▶ _Material for this exercise_:
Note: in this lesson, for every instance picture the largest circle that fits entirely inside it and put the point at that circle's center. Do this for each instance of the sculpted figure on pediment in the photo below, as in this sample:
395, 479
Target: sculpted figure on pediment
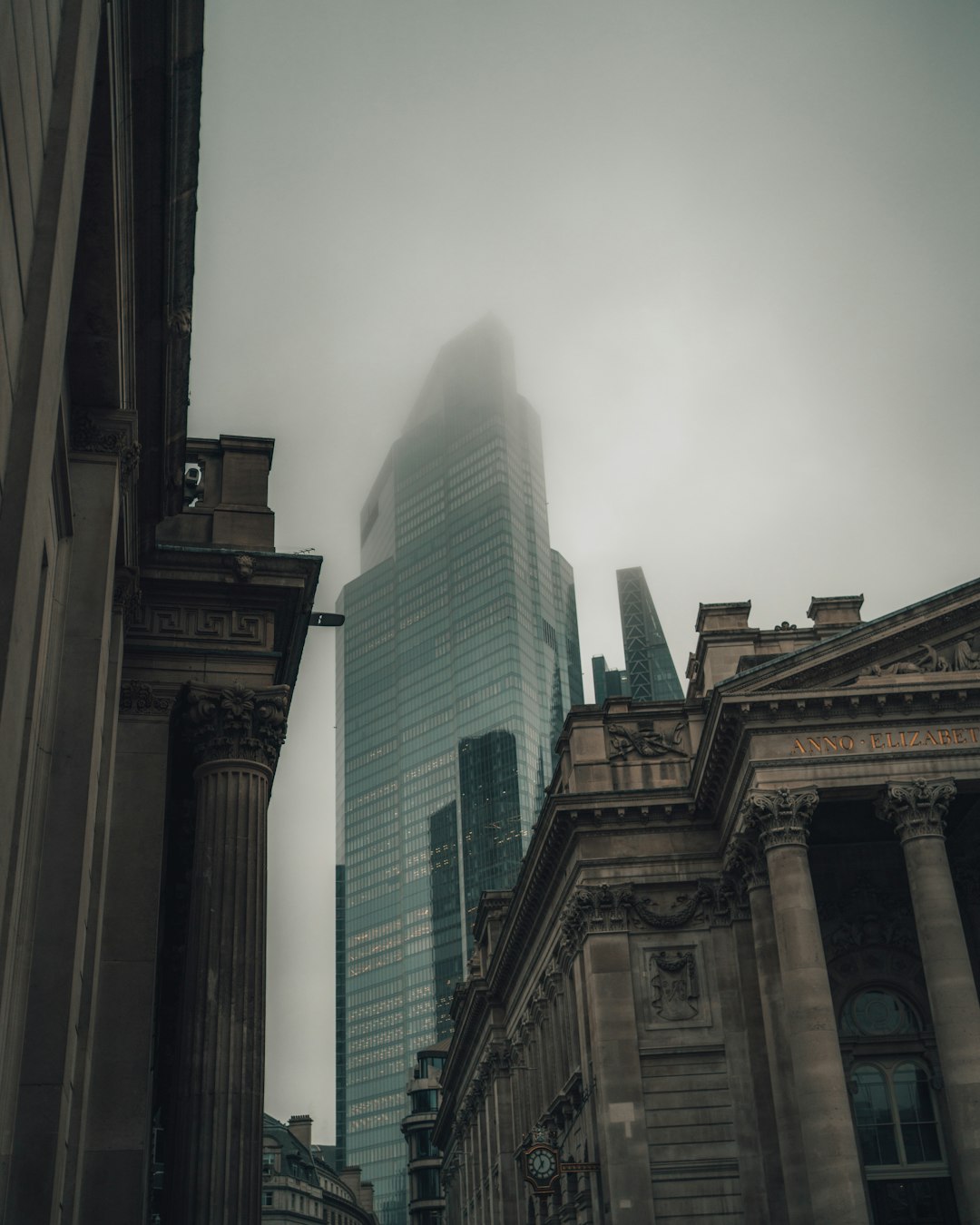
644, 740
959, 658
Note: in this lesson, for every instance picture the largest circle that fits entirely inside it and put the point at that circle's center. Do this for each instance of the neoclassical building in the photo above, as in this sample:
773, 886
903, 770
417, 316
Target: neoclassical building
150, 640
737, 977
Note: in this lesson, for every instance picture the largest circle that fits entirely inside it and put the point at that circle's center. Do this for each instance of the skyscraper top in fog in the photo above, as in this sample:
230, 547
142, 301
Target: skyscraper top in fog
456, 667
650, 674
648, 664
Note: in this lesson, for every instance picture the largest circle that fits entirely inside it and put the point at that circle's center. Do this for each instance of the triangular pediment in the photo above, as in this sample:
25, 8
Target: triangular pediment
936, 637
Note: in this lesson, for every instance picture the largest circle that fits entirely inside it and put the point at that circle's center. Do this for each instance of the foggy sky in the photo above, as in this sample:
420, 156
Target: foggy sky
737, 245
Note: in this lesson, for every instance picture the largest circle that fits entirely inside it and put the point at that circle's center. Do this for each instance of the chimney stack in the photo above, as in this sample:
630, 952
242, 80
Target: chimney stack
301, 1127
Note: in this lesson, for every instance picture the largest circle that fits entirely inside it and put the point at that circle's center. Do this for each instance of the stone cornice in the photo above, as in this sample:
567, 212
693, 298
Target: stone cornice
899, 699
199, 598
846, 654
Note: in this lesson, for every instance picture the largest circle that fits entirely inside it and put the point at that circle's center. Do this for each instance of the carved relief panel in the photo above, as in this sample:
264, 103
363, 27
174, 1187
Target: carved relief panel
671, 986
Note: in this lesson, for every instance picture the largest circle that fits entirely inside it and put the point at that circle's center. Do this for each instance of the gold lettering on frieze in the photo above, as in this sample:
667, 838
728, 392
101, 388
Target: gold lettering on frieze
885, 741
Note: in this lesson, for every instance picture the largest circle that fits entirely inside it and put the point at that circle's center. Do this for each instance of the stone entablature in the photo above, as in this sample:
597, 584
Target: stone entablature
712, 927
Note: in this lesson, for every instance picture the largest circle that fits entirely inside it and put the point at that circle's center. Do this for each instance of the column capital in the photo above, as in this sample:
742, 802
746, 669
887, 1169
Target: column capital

▶ _Activity_:
Return the number of lines in the material holding the string "capital", and no other text.

▶ _Result of this task_:
2